## Work task
Nothing but the lines below from the one containing "You'll find whole" through the one containing "You'll find near-side wing" should appear in the answer, exact and without pictures.

## Provided data
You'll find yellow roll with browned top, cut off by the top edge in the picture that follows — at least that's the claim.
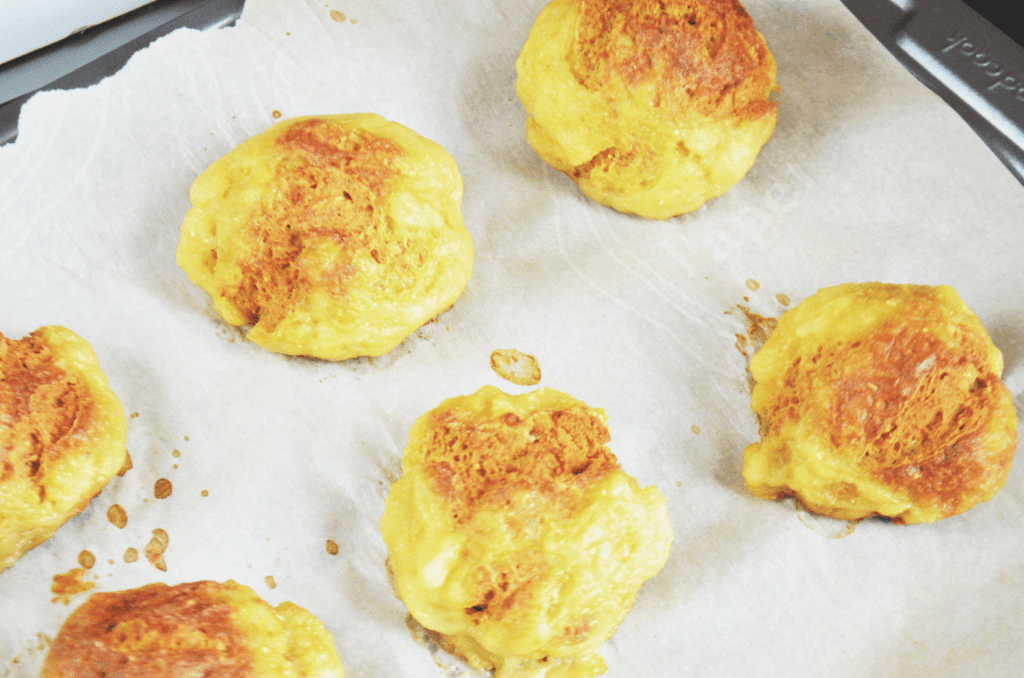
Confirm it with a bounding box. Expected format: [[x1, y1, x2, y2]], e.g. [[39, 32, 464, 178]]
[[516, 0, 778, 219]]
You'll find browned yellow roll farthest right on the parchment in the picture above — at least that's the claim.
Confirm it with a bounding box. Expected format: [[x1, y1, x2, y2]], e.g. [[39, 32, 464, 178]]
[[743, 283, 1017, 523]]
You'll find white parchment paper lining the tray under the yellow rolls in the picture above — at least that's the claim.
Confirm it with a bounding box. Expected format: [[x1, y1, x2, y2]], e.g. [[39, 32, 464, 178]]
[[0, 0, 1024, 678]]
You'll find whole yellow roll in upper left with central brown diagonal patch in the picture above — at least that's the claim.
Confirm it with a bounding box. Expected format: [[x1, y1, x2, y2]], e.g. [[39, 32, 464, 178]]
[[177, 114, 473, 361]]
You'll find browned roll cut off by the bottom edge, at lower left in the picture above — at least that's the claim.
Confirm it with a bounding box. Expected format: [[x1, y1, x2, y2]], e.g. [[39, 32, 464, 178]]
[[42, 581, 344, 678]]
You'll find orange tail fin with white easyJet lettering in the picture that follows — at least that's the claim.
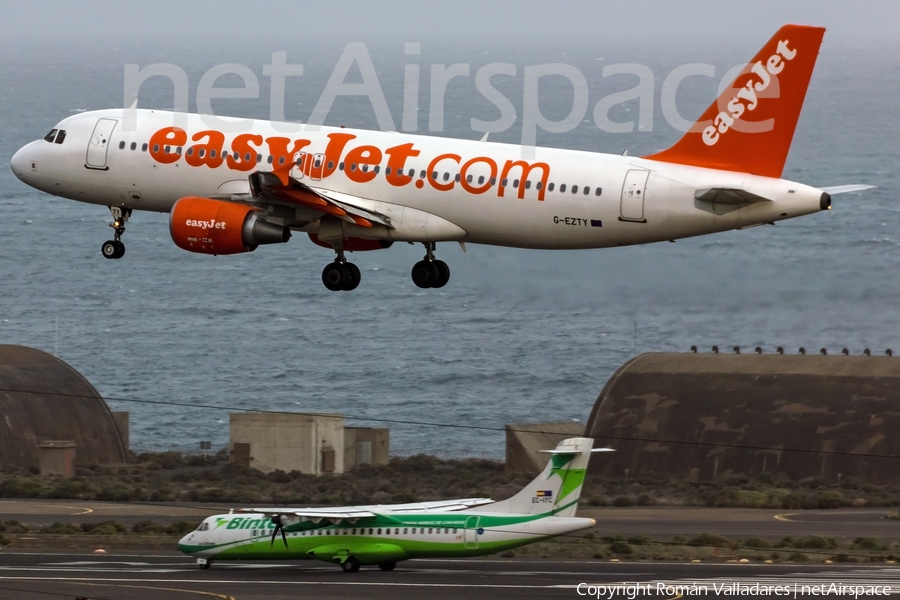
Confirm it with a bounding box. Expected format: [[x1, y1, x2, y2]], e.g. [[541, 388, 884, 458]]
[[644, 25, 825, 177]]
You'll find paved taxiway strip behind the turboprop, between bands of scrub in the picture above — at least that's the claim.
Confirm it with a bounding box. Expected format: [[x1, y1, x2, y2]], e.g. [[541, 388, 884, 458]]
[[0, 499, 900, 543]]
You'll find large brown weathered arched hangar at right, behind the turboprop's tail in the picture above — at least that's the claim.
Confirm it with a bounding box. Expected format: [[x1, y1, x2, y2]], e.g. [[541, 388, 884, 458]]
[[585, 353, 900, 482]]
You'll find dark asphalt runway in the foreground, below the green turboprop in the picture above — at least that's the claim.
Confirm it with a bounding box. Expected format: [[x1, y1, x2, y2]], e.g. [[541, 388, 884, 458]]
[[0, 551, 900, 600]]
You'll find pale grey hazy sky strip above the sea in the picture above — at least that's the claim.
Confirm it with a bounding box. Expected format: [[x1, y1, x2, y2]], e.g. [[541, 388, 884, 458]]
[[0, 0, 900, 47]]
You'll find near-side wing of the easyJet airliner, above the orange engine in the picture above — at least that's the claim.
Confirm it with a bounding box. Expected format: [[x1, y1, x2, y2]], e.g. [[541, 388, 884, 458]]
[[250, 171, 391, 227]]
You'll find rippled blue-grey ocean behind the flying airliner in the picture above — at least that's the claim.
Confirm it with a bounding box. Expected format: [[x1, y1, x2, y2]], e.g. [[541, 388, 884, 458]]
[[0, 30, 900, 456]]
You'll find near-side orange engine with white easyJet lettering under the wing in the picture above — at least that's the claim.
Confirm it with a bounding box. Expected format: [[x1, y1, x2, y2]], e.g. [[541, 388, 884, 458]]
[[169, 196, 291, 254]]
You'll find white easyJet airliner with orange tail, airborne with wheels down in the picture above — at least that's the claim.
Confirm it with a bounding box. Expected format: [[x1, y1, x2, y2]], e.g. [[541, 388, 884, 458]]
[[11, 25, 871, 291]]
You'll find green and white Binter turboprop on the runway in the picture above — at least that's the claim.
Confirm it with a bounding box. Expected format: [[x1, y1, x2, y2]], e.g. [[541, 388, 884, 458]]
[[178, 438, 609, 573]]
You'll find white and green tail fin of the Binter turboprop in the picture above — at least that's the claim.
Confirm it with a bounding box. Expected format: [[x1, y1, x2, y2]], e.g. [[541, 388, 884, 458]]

* * *

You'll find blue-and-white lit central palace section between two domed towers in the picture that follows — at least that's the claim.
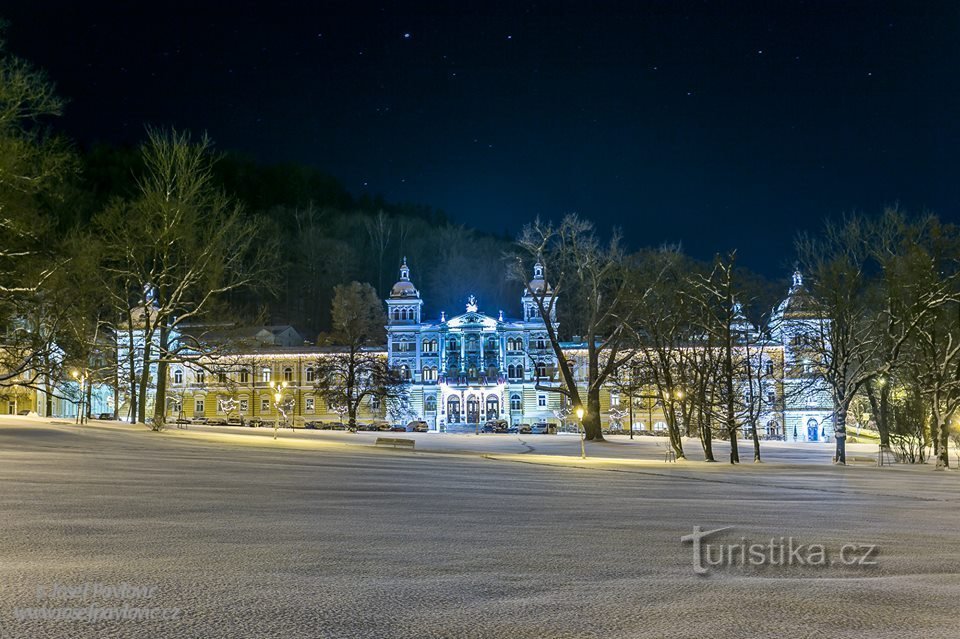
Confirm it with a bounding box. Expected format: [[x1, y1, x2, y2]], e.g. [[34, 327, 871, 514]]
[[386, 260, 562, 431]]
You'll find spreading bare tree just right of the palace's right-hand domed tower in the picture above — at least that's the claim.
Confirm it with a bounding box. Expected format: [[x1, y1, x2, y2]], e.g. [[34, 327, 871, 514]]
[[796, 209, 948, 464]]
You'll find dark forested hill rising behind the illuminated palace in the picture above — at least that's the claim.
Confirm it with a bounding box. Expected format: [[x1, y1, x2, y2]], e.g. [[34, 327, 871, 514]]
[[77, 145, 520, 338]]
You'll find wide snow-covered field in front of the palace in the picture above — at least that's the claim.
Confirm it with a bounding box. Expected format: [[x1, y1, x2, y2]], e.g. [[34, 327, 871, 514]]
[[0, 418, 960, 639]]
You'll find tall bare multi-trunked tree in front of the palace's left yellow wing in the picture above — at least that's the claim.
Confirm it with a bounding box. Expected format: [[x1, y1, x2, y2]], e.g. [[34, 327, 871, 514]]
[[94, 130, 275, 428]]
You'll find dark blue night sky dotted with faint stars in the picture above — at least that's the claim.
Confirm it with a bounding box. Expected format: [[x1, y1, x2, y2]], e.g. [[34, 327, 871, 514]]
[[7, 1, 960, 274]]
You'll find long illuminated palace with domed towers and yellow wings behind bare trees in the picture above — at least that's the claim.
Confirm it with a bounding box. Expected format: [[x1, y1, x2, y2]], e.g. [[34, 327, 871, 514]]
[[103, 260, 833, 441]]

## Answer to this task
You'll find whole yellow roll in upper left with central brown diagonal patch in the picture above — at least that's the claim.
Confirm it with a bounding box. Expected format: [[x1, y1, x2, y2]], e.g. [[39, 32, 464, 178]]
[[177, 114, 473, 361]]
You'll find browned roll cut off by the bottom edge, at lower left in the picture above — at least that's the claim.
Confirm it with a bounding box. Expected format: [[x1, y1, x2, y2]], e.g. [[39, 32, 464, 178]]
[[42, 581, 344, 678]]
You'll find orange tail fin with white easyJet lettering in the picture that follows — at least that's the claim.
Confirm it with a bounding box. Expected format: [[x1, y1, x2, y2]], e.g. [[541, 388, 884, 458]]
[[644, 25, 825, 177]]
You'll find paved taxiway strip behind the turboprop, between bands of scrub in the picture above — at least that's the claim.
Confirm it with a bounding box. Expected format: [[x1, y1, x2, y2]], e.g. [[541, 388, 884, 458]]
[[0, 499, 900, 543]]
You'll find large brown weathered arched hangar at right, behind the turboprop's tail in the picture above — at least that's the claim.
Confirm it with a bounding box. Expected format: [[x1, y1, x2, y2]], e.g. [[541, 388, 884, 458]]
[[585, 353, 900, 482]]
You'll find dark asphalt runway in the foreground, below the green turboprop in the picture above — at least that's the claim.
Confirm it with a bounding box. Expected format: [[x1, y1, x2, y2]], e.g. [[541, 388, 884, 458]]
[[0, 551, 900, 600]]
You'll find pale grey hazy sky strip above the sea in the picture above — at least that's the claim.
Confirm it with a bounding box. Expected format: [[x1, y1, x2, y2]], e.g. [[541, 388, 884, 458]]
[[0, 0, 900, 47]]
You'll find near-side wing of the easyJet airliner, above the orange engine in the picture above — at least that's the claim.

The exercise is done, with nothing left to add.